DATA PROVIDED:
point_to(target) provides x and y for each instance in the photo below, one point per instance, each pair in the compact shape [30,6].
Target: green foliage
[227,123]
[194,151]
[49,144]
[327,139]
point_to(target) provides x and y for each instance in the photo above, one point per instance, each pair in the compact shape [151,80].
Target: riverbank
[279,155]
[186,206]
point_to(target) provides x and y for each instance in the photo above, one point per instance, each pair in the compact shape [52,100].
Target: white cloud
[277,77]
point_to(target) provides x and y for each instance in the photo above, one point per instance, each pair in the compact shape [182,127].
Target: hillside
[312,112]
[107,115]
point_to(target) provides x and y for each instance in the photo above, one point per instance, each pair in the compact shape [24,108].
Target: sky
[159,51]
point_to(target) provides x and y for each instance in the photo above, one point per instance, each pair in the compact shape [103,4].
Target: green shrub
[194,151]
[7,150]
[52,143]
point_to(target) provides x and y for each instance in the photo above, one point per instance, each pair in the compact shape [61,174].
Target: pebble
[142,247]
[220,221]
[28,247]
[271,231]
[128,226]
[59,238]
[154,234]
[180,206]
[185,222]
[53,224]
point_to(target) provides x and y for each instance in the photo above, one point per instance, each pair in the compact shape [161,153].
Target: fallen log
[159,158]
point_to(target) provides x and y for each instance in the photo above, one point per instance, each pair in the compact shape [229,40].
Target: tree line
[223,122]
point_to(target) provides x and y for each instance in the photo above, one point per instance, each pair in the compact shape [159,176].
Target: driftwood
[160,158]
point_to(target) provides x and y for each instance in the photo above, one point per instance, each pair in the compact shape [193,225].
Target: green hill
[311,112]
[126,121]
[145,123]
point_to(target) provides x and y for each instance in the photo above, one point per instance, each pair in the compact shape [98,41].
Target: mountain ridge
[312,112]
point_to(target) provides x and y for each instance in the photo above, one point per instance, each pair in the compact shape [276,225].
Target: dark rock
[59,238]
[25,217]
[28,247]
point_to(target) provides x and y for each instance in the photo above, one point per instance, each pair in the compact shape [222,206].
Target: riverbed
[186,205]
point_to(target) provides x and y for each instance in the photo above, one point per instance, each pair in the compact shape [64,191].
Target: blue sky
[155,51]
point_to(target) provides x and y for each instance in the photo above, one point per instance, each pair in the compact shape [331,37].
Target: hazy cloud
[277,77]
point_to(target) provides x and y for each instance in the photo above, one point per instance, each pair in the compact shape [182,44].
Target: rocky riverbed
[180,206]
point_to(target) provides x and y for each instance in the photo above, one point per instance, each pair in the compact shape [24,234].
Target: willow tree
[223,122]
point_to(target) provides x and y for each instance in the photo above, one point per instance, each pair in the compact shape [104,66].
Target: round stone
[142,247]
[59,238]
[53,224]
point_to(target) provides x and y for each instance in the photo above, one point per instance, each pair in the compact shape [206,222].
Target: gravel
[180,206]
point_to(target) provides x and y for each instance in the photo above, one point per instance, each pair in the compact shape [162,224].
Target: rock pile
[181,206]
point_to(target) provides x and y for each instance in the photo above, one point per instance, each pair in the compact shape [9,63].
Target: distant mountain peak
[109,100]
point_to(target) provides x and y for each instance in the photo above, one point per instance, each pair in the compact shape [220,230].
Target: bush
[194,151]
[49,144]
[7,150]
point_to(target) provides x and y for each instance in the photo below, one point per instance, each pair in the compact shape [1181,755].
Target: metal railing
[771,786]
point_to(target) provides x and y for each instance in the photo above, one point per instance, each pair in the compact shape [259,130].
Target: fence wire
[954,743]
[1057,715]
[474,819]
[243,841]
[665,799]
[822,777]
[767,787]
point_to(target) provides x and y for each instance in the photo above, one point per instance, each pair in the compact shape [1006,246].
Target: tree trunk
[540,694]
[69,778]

INSTRUCTIONS FOR THE TASK:
Reproduce the whole listing above word for word, line by line.

ANSWER TO THE TASK:
point_to(target) provides x and y for each instance in the photo below, one point per instance, each pair in the compact shape [30,6].
Target: green foliage
[227,123]
[194,151]
[49,144]
[327,139]
point_to(target) provides x and y for each instance in the photo above, one point per instance, each pair in the compact shape [151,80].
Target: riverbank
[279,155]
[186,206]
point_to(target) provides x and y for each instance in the photo above, one point per instance, each pair in the compact shape [52,100].
Target: white cloud
[277,77]
point_to(target) provides x and y for each instance in the photo above, one point per instance, each pair in the compact shape [182,127].
Target: hillside
[312,112]
[107,115]
point_to(target) provides x and y for each instance in the photo above, one point per instance, each pair in the compact shape [24,108].
Target: sky
[159,51]
point_to(target) provides x and y for each instance in the photo above, one point per instance, each pair in the compact shape [103,4].
Target: green shrub
[194,151]
[7,150]
[52,143]
point_to(target) provides x and y for each instance in the photo above, one point per instance, each pair in the compact shape [61,174].
Target: pebble
[142,247]
[220,221]
[28,247]
[271,231]
[128,226]
[59,238]
[154,234]
[180,206]
[185,222]
[53,224]
point_to(target) provides x and y for each instance in the photo above, one point per instance, each pair in the compact shape [161,153].
Target: fallen log
[159,158]
point_to(target) provides x and y for each instance in the photo above, one point per instance, each pair in the compact shape [229,40].
Target: tree line
[223,122]
point_to(target) provides x and y for each instance in the photo above, one point per instance, each pair in the compact shape [159,176].
Target: driftwood
[160,158]
point_to(target) provides x and y for each instance in the photo above, one point per instance, each pair in the compact shape [193,225].
Target: green hill
[311,112]
[126,121]
[145,123]
point_to(target) provides x and y for each instance in the photo above, one point per instance, each pair in the compact shape [98,41].
Target: mountain ridge
[312,112]
point_to(target) provides x and y for each instance in the photo above, one point per instance, each pair in the compact shape [276,225].
Target: dark rock
[59,238]
[25,217]
[28,247]
point_to(target) provides x and y for each instance in the photo above, one point per instance, each pair in the compact shape [222,206].
Target: riverbed
[186,205]
point_to(target) provides x and y for each instance in the photo above, one point per instance, each pair in the compact shape [64,191].
Target: blue sky
[155,51]
point_to(target) provides x and y for each instance in the photo above, one point per instance, each pair in the compact shape [331,37].
Target: hazy cloud
[277,77]
point_to(target) provides x and y for each instance in the photo above, one point per instance, each pair in the compact shape [182,44].
Target: rocky riverbed
[180,206]
point_to(target) provides x and y for each instance in the photo above, one point per instance, each pair in the compact shape [24,234].
Target: willow tree
[223,122]
point_to(target) provides x and y for each instance in the photo above, one point per instance, each pair in the compact shape [104,66].
Target: round stone
[142,247]
[59,238]
[53,224]
point_to(target) provides x and y for each instance in the photo above, one point per instance, each pair in the compact shape [206,222].
Target: gravel
[180,206]
point_to(target) provides x and y for each instance in the photo above, one point per instance, each pair in the compact shape [162,224].
Target: rock pile
[181,206]
point_to(target) provides x and y for each instance in the photo above, one point per instance, each pair in the compact shape [9,63].
Target: distant mountain peak
[109,100]
point_to(target) provides x and y for each instance in the photo above, one point per instance, each pair in the compact shape [220,230].
Target: bush
[194,151]
[49,144]
[7,150]
point_to(target) provides x and y for each instance in the photo below, one point per instance, each pair in the compact shape [1181,755].
Target: metal railing
[771,786]
point_to(target) provides x and y for each instance in the photo above, one point per instance, each pair in the compact shape [259,130].
Target: fence wire
[954,743]
[1057,715]
[474,819]
[243,841]
[665,799]
[822,777]
[767,787]
point_to(target) provides x and y for each instance in the photo above, one point per instance, each pair in the compact shape [1006,246].
Target: tree trunk
[540,694]
[69,778]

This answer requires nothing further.